What you are asked to do
What you return should be the line containing "Each instance receives one keypoint. Mark the sun" and each line after it to the end of the records, copied exactly.
********
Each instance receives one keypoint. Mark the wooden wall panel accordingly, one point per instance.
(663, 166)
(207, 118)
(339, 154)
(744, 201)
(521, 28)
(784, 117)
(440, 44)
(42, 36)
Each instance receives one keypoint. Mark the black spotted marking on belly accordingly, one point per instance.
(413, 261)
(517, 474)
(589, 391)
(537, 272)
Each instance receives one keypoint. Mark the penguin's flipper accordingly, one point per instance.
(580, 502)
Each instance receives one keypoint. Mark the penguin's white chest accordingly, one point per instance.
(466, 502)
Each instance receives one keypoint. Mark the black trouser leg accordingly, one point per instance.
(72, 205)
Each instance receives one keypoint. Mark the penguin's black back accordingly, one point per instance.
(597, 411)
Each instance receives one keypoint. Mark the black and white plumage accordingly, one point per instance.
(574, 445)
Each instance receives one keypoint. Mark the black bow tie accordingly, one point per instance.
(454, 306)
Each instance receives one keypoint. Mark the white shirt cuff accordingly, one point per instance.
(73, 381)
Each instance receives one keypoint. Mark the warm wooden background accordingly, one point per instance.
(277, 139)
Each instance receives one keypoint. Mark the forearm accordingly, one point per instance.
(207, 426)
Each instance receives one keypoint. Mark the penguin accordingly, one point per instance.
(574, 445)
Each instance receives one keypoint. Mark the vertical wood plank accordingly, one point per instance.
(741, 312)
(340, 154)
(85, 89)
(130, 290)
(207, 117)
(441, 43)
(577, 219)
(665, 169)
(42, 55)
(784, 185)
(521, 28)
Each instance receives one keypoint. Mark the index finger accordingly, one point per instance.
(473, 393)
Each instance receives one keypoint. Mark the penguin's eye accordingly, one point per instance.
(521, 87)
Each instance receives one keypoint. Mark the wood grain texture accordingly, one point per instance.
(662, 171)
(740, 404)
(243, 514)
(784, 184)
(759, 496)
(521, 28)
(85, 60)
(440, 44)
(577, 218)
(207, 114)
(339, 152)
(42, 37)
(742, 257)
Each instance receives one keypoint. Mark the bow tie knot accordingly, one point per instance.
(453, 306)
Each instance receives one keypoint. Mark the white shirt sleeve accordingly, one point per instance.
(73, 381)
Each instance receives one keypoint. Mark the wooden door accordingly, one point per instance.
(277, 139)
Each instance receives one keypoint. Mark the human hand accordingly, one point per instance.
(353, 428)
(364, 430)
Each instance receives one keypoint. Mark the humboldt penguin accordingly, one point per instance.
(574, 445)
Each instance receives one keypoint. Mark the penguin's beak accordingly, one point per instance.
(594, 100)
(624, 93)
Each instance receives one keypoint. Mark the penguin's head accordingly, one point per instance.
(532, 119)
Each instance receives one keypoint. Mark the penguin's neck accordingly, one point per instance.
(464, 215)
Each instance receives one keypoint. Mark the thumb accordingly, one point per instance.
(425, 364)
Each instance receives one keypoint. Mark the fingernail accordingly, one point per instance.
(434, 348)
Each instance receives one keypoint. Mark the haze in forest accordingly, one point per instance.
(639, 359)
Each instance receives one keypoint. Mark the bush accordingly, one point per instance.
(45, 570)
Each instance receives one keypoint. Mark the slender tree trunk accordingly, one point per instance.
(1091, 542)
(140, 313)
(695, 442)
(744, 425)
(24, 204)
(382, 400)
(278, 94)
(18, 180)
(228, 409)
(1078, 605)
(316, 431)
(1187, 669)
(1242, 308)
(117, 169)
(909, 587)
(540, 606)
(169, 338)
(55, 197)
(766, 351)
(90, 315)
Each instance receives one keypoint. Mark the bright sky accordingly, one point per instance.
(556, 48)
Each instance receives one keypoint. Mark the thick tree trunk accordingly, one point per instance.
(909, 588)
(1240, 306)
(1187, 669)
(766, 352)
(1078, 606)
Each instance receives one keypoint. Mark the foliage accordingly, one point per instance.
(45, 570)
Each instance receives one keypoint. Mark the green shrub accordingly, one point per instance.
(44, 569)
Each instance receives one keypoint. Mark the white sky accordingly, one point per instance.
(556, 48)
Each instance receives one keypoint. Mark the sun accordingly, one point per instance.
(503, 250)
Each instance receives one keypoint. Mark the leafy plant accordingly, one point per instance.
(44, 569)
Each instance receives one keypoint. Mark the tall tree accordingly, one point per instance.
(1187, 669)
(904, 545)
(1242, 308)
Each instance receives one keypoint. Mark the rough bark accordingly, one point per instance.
********
Written reply
Each instance receives one keypoint. Mark the sun accordingly, one point per instance.
(503, 250)
Each instance receives one keypoint. Mark the leafy plant accordingly, one point per instance.
(44, 569)
Each instance receives one keypoint. Mark the tall tree accordingly, one point per instance.
(1187, 669)
(904, 545)
(1242, 308)
Each instance receives one keypoint. Mark the rough bark accordingly, one point per instance.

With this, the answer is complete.